_ACTION ITEM A_
According to the text on endothelial progenitor cells, what remains the leading cause of death in the elderly?
_ACTION ITEM B_
Rewrite the passage of the text on endothelial progenitor cells starting with "The function and" and going on through "requires further investigation.", substituting "blood vessel growth" for "angiogenesis".

BEGIN TEXT

Researchers here examine a proximate cause of age-related dysfunction in a progenitor cell population responsible for tissue maintenance of the endothelium of blood vessels. Declining blood vessel function and integrity is an important part of aging, with many contributing causes, and there is considerable interest in the research community when it comes to identifying ways to restore these losses. As is the case here, however, most researchers focus on possible adjustments to the age-distorted state of cellular metabolism, meaning raising or lowering specific protein levels in order to override cell behavior to some degree, rather than looking to repair the deeper causes of that age-distorted state. I, and others, think that this focus on proximate causes rather than root causes is a poor strategy, doomed to marginal results and slow progress.
Cardiovascular disease (CVD) remains the leading cause of death in the elderly, and treatment is costly. The reduced endothelial function with aging contributes to the development of CVD, so maintaining the normal endothelial integrity is an important therapeutic approach to reduce the age-related risk of CVD. Endothelial progenitor cells (EPCs) are thought to promote postnatal neovascularization and maintain endothelial integrity and function. These cells have aroused the interest of researchers, especially given the limited regenerative capacity of mature endothelial cells. It has been suggested that EPCs not only foster the continuous recovery of the endothelium after injury/damage, but also stimulate angiogenesis.
The function and number of circulating EPCs decreases with aging. Aging impairs the ability of EPCs to regenerate and migrate to damaged blood vessels and ischemic areas to repair the vasculature and promote angiogenesis. Aging EPCs exhibit reduced capacities. Therefore, therapeutic interventions that stimulate EPCs to enhance endothelial repair in elderly individuals have important clinical implications for the aging population. Different mechanisms of EPC senescence have been reported, including telomere shortening, age-related declines in pro-angiogenic factors, increased oxidative stress, reduced nitric oxide (NO) bioavailability and chronic low-grade inflammation. However, the complex molecular network responsible for EPC senescence requires further investigation.
We explored the effects of nuclear factor (erythroid-derived 2)-like 2 (NRF2) on EPC activity during aging. Both in vitro and in vivo, the biological functioning of EPCs decreased with aging. The expression of NRF2 and its target genes also declined with aging, while Nod-like receptor protein 3 (NLRP3) expression increased. Aging was associated with oxidative stress, as evidenced by increased reactive oxygen species and malondialdehyde levels and reduced superoxide dismutase activity. Nrf2 silencing impaired the functioning of EPCs and induced oxidative stress in EPCs from young mice. On the other hand, NRF2 activation in EPCs from aged mice protected these cells against oxidative stress, ameliorated their biological dysfunction and downregulated the NLRP3 inflammasome. These findings suggest NRF2 can prevent the functional damage of EPCs and downregulate the NLRP3 inflammasome through NF-κB signaling.

END TEXT
BEGIN SOURCE INFORMATION

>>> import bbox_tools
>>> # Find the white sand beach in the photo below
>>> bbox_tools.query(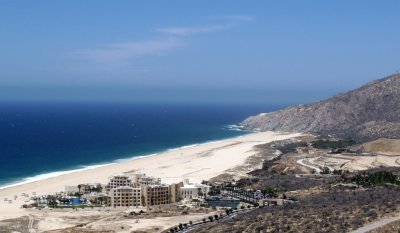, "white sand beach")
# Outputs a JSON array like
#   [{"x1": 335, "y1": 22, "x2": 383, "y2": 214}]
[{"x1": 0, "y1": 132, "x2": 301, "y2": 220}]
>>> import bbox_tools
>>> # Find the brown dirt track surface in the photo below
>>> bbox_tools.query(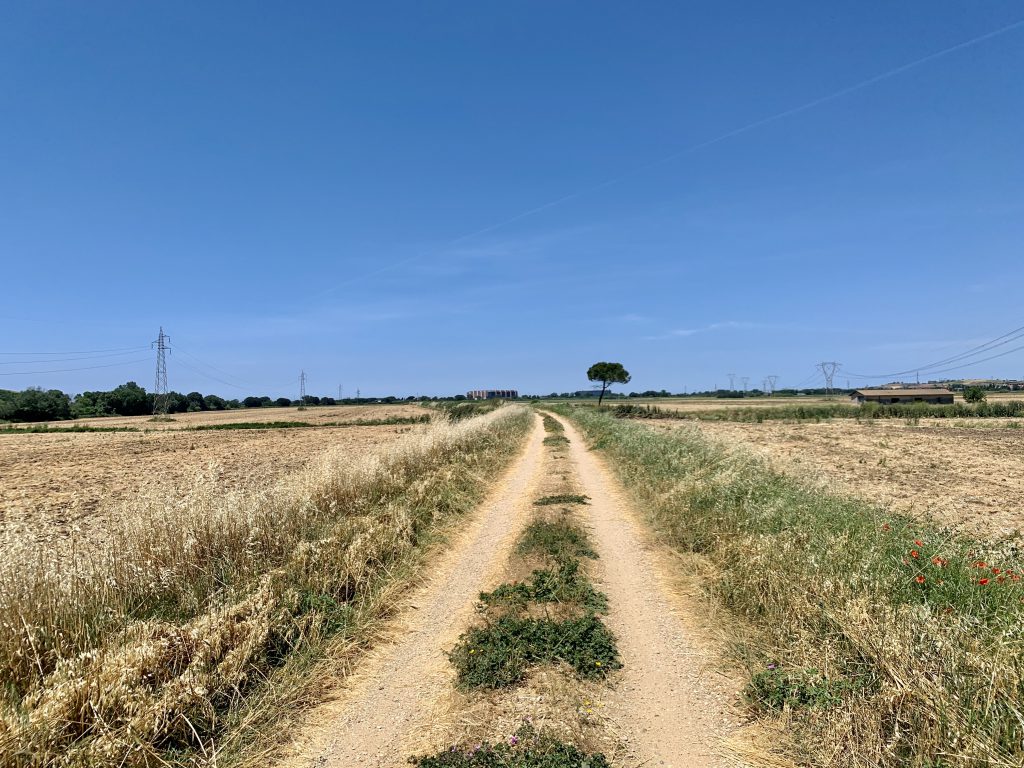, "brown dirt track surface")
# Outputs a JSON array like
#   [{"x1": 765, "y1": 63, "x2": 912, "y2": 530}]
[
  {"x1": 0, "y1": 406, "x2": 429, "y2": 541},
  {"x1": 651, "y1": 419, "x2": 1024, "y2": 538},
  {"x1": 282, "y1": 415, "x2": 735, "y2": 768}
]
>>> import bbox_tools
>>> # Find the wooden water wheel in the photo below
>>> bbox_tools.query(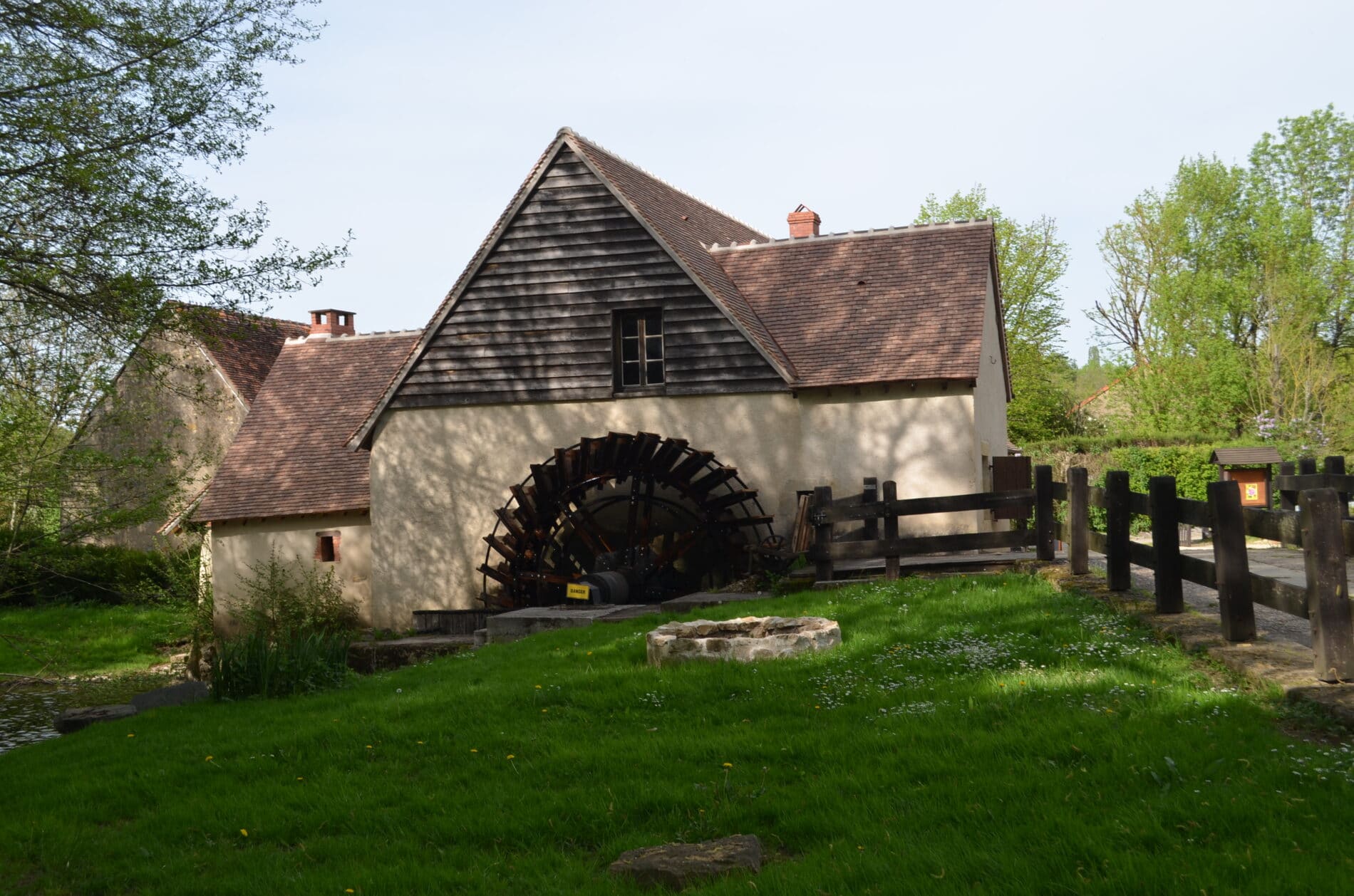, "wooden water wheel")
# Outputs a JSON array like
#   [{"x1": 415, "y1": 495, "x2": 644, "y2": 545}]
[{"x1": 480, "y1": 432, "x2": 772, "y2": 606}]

END SOURCE INFORMATION

_TASK OUTPUT A_
Cardiovascular disease (CVD).

_TASK OUTPUT B_
The function and number of circulating EPCs decreases with aging. Aging impairs the ability of EPCs to regenerate and migrate to damaged blood vessels and ischemic areas to repair the vasculature and promote blood vessel growth. Aging EPCs exhibit reduced capacities. Therefore, therapeutic interventions that stimulate EPCs to enhance endothelial repair in elderly individuals have important clinical implications for the aging population. Different mechanisms of EPC senescence have been reported, including telomere shortening, age-related declines in pro-angiogenic factors, increased oxidative stress, reduced nitric oxide (NO) bioavailability and chronic low-grade inflammation. However, the complex molecular network responsible for EPC senescence requires further investigation.